— START OF MATERIAL FOR THIS TASK —

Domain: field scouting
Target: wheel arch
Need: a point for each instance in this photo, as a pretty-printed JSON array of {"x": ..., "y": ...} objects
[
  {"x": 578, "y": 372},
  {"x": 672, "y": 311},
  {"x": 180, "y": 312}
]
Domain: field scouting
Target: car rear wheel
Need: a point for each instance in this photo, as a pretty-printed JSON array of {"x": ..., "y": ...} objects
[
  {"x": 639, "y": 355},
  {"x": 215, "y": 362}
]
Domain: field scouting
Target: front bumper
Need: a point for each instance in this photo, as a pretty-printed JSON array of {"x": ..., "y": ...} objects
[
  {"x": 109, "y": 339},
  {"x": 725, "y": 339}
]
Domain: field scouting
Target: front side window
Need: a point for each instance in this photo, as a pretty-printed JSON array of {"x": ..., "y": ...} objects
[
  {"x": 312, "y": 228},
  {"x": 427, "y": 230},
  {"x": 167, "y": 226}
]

— END OF MATERIAL FOR THIS TASK —
— START OF MATERIAL FOR THIS TASK —

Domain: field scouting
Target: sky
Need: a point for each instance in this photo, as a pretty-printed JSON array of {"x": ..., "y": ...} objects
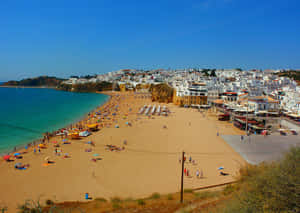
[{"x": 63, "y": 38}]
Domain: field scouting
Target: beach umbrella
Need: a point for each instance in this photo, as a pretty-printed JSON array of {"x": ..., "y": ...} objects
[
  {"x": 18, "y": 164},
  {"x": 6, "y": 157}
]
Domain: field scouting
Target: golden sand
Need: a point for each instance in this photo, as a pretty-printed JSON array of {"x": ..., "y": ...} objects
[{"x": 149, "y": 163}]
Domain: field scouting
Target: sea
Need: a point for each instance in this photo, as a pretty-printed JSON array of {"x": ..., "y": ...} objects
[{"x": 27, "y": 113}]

— END OF MATERIAL FOR THIS TASK —
— START OF MATERIAL FOR THIS TASK —

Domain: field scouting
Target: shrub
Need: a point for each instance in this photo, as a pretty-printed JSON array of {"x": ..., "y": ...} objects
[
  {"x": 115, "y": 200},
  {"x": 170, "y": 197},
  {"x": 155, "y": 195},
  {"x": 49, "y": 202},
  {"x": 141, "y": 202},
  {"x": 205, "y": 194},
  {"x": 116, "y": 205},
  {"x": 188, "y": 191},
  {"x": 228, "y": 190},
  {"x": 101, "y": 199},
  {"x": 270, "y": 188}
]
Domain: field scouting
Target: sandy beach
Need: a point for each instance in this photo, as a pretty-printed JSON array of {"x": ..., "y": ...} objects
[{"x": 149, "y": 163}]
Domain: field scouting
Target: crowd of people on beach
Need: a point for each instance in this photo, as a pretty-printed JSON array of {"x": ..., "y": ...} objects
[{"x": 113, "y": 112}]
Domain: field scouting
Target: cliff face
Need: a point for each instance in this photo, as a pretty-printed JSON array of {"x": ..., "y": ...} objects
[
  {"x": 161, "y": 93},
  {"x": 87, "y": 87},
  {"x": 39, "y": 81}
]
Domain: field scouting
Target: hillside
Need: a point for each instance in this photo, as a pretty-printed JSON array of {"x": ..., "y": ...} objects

— END OF MATERIAL FOR THIS TASK —

TASK OBJECTIVE → Identify every line in the records above that contains the string "beach", and copy each one. Case counts.

OUTPUT BELOW →
Target: beach umbrella
Target: sandy beach
Target: crowd of people on beach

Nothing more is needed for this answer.